Stored items from a collection:

------------------------------------------------

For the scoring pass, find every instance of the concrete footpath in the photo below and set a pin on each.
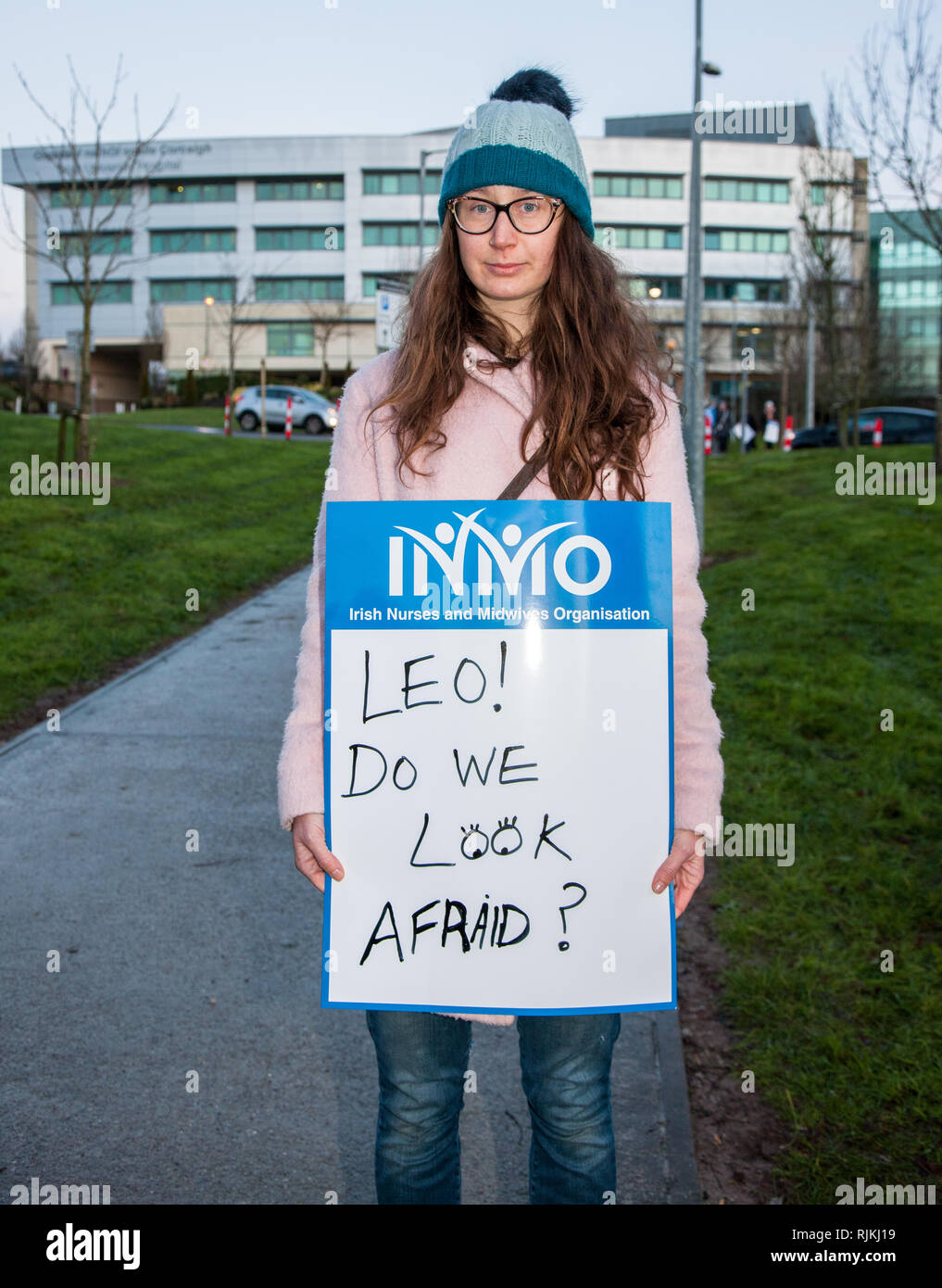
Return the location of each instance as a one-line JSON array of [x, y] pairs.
[[210, 961]]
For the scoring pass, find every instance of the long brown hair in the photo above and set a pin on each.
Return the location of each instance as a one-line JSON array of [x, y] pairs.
[[591, 349]]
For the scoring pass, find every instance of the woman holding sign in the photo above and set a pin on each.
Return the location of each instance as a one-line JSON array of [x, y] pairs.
[[516, 330]]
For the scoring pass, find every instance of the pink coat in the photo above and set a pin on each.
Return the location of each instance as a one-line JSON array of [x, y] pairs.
[[480, 458]]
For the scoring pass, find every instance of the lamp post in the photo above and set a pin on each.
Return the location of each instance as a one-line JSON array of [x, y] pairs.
[[208, 300], [422, 155], [693, 377], [734, 301]]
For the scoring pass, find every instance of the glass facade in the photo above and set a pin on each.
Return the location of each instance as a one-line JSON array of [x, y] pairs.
[[299, 238], [189, 191], [189, 290], [664, 287], [717, 188], [85, 196], [399, 234], [290, 340], [102, 244], [760, 241], [749, 290], [638, 237], [109, 293], [399, 183], [371, 278], [637, 185], [906, 273], [299, 287], [323, 188], [189, 241]]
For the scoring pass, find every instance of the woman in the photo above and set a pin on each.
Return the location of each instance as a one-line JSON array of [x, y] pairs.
[[516, 330]]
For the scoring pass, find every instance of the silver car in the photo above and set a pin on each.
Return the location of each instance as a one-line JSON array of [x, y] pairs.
[[309, 411]]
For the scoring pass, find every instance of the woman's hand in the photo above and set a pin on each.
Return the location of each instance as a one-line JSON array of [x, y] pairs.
[[686, 865], [311, 855]]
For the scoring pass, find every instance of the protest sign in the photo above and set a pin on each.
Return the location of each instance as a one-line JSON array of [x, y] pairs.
[[498, 756]]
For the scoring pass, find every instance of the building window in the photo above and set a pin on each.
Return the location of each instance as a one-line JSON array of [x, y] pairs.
[[323, 188], [290, 340], [65, 196], [638, 237], [760, 340], [399, 183], [819, 190], [717, 188], [189, 290], [655, 287], [747, 240], [637, 185], [747, 290], [398, 234], [299, 287], [184, 194], [370, 283], [299, 238], [102, 244], [109, 293], [185, 241]]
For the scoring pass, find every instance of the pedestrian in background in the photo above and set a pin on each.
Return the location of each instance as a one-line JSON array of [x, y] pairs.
[[721, 430], [770, 433]]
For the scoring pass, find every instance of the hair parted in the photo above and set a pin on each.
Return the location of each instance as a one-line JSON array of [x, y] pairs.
[[596, 363]]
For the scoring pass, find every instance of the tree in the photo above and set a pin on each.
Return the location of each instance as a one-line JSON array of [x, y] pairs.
[[326, 319], [23, 347], [825, 267], [89, 201], [898, 111]]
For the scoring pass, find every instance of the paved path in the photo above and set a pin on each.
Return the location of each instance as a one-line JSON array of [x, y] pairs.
[[175, 961]]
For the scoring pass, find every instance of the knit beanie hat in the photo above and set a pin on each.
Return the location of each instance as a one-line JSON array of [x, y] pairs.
[[521, 137]]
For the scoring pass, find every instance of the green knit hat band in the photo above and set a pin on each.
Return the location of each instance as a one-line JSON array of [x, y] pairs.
[[522, 145]]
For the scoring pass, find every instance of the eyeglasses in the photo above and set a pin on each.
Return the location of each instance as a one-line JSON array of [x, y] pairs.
[[526, 214]]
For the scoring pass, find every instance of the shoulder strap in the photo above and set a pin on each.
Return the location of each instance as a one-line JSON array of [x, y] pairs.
[[522, 476]]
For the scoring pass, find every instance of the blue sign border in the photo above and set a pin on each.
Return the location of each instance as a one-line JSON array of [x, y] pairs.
[[509, 511]]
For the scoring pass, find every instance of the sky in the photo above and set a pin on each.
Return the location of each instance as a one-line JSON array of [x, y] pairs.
[[390, 66]]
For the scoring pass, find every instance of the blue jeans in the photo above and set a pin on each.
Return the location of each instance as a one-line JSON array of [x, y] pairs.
[[565, 1063]]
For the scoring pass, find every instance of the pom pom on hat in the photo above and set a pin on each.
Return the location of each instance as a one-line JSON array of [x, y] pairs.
[[521, 137]]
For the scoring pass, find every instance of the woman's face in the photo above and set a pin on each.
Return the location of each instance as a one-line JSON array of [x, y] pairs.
[[512, 291]]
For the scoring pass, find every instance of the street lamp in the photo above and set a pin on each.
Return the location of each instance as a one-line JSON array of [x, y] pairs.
[[693, 379], [422, 155], [208, 300]]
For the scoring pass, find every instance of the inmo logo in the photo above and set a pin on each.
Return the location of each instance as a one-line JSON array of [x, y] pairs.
[[511, 557]]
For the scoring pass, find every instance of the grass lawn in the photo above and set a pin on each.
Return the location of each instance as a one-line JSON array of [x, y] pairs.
[[847, 624], [84, 587], [847, 621]]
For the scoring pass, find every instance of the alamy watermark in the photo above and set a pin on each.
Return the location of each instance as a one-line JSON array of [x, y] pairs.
[[747, 840], [62, 478], [885, 478], [736, 119]]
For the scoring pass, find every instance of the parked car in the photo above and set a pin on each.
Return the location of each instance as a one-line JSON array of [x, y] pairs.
[[309, 411], [899, 425]]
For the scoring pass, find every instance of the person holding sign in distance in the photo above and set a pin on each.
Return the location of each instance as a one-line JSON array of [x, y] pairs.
[[516, 331]]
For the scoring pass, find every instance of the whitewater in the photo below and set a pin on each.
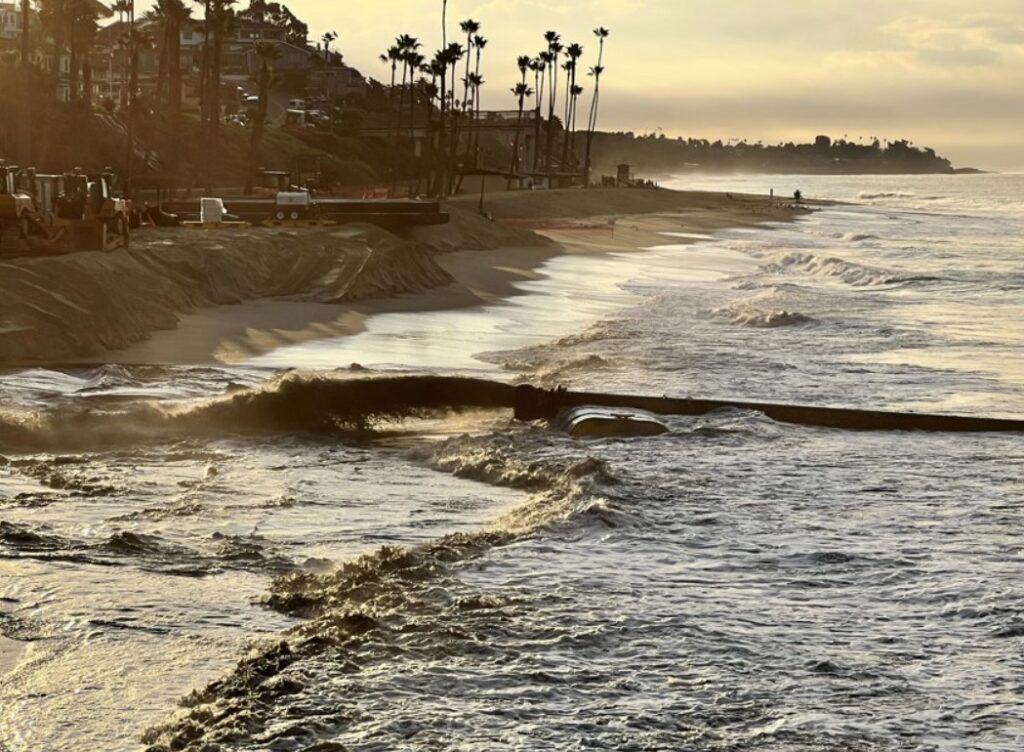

------------------------------------------------

Your goal: Please copy everything from the line containing "For the scoring pass, find every instance of the green" down to the line containing "[[526, 214]]", keeping each line word for word and including both of those lines.

Solution to this problem:
For the scoring pass, find every instance of the green knit hat band in the photo above and set a pin on each.
Return the location of each instance as a one-line JSON array of [x, y] pairs.
[[522, 145]]
For the scoring pass, find every instance of the eyeglasses in the photo above and set a pin on each.
Return the location of each instance as a one-line JSON array of [x, y] pairs.
[[526, 214]]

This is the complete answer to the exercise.